### Excerpt provided
"Wise people" help to fight Ebola in remote villages of Guinea
“We are your brothers and sisters, we could never lie to you” says 60-year-old Marianne, as she walks from her motorbike towards a group of angry people in village Katkama. She opens her hand and offers a cola nut and a little money. It is a sign of peace and respect – and, in this case, the gesture works – the villagers begin to listen.
Raising Ebola awareness in remote areas
Marianne Bayo Icamano is working on conflict management in the prefecture of Guèkuèdou, a town in Guinea’s forest region. As a former president of the women’s network for peace in the area, Marianne is well known. She was recently identified by the local health authority as someone who could help to raise awareness in the community about Ebola virus disease during the outbreak in Guinea.
Most of the more than 150 people in the country who died from Ebola lived in the remote forest regions near the Liberia and Sierra Leone borders. Marianne’s job is to help make sure that the disease that killed them does not spread.
Marianne is one among of twelve wise people who ‘open the road’ to the teams, who follow up on contacts of patients, bring sick people to the hospital, disinfect houses and make sure that nobody gets infected during funerals. These teams have not been welcomed. In many villages people had been throwing stones and blocking the roads with tree trunks to stop them.
“We have been winning the villagers’ trust though, which means the teams have been able to trace family members and persons who may have had contact with Ebola patients, to catch any further infection early on”, says Marianne. “We have also been raising the community’s awareness about the risks of the disease and the protective measures they can take”.

### Record extracts
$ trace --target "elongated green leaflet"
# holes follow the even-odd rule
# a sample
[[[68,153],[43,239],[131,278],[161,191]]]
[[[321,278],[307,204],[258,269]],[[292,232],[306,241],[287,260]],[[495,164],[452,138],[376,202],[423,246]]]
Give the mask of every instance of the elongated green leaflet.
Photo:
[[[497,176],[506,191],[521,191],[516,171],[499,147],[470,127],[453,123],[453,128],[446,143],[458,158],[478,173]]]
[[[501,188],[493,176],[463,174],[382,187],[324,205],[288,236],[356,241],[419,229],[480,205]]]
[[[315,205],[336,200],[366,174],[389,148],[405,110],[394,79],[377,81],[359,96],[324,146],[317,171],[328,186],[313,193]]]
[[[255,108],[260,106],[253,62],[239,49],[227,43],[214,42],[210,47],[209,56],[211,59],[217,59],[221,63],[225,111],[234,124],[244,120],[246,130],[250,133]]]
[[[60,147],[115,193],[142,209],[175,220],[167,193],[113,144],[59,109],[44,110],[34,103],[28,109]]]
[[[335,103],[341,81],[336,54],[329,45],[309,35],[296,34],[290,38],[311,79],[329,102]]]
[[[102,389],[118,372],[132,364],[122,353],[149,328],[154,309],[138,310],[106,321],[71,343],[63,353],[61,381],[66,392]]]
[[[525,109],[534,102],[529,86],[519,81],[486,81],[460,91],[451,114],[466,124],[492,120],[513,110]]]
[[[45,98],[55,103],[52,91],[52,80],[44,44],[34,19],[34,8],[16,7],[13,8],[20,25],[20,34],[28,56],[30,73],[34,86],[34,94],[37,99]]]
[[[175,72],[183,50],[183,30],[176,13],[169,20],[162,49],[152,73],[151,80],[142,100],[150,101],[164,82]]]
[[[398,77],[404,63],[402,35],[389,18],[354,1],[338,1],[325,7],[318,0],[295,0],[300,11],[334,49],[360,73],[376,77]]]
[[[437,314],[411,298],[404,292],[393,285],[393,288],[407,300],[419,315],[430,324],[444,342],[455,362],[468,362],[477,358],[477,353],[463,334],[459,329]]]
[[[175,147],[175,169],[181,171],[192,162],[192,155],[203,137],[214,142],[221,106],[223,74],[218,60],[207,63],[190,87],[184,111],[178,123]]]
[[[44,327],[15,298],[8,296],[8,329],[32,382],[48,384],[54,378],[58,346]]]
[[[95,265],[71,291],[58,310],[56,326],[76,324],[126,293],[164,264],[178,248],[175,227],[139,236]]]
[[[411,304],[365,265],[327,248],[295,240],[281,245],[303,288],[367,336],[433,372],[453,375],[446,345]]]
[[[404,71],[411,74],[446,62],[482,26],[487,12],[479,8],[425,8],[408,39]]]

### Your assignment
Please summarize the article above about the wise people fighting Ebola in Guinea in two sentences.

### Output below
Marianne Bayo Icamano, a well-known former president of the women's network for peace in Guèkuèdou, is one of twelve wise people helping to keep Ebola from spreading in Guinea's remote forest region, where most of the more than 150 people in the country who died from the disease lived. By winning villagers' trust and raising awareness of the risks, they open the road for teams that trace contacts, bring the sick to the hospital, disinfect houses and prevent infection at funerals, teams that some villages had met with thrown stones and roads blocked by tree trunks.